Point placement records
- - - -

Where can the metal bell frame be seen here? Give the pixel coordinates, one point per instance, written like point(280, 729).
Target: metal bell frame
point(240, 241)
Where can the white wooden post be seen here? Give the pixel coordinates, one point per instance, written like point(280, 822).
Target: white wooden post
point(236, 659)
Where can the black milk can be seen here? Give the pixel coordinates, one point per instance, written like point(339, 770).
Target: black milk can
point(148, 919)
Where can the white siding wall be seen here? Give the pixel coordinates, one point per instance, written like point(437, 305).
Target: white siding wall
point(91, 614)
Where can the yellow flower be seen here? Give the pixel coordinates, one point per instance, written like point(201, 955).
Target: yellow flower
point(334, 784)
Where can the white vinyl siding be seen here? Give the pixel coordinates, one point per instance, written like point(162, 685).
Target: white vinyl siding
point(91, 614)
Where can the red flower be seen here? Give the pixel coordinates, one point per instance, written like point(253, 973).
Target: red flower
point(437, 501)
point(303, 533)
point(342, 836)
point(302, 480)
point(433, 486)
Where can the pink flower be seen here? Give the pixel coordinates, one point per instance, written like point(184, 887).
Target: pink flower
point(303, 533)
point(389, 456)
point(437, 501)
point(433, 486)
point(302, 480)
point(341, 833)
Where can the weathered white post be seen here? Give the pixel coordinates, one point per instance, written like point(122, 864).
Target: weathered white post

- - - -

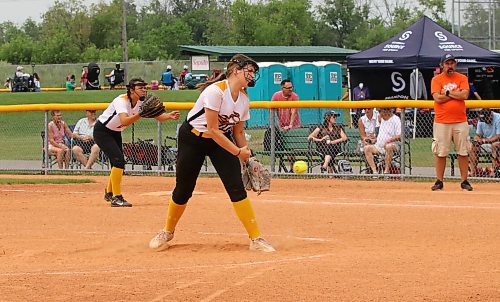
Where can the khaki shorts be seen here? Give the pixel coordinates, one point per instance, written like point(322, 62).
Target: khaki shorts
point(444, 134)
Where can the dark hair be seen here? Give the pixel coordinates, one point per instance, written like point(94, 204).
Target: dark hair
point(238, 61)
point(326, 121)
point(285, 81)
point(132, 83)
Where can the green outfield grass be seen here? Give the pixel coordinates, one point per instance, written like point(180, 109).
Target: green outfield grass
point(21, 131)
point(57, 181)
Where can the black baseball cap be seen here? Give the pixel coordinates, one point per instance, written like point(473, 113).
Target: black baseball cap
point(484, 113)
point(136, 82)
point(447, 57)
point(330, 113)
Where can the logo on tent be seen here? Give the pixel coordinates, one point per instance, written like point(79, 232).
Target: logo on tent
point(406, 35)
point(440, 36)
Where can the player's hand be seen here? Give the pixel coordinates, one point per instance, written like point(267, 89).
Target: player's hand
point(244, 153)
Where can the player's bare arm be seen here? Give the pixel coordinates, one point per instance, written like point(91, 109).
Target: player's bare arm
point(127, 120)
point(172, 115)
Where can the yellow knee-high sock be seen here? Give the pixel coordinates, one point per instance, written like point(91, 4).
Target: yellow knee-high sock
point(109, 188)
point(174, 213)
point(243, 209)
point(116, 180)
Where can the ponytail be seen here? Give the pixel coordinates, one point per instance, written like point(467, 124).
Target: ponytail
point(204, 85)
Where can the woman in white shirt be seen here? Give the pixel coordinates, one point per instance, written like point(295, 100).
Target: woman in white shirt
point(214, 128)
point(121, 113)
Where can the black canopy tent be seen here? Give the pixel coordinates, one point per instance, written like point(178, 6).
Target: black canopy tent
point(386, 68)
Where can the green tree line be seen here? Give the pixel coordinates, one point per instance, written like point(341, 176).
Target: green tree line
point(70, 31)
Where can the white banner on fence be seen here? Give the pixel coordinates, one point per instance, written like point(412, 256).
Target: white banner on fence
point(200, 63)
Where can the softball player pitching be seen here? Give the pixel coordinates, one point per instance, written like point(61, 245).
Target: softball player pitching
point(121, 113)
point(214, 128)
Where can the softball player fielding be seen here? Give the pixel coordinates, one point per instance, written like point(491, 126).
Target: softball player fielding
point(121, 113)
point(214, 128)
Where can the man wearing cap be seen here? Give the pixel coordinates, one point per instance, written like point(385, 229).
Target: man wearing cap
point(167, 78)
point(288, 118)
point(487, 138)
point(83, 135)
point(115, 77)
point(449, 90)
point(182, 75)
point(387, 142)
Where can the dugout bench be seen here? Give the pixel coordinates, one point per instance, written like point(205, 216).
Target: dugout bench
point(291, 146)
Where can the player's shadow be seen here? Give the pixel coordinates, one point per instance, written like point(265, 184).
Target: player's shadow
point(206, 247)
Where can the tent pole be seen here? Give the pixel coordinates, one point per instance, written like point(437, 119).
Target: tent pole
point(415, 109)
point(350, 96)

- - - -

* **Task objective**: Repeat the lines of the records above word for word, from the line containing "Where can the black canopy" through the line containing "point(200, 63)".

* **Written answer**:
Where can the black canopy tent be seen here? Give the pixel coordinates, one point per instance, written like point(178, 6).
Target: black canopy tent
point(386, 68)
Where can the green tree line be seen here? Give the pixel coordinates, one point per instance, written like point(341, 176).
Target: green tree line
point(70, 31)
Where can the white banner on fence be seen here? Give the pixel coordinates, one point per instance, written like point(412, 256).
Target: white banner on fence
point(200, 63)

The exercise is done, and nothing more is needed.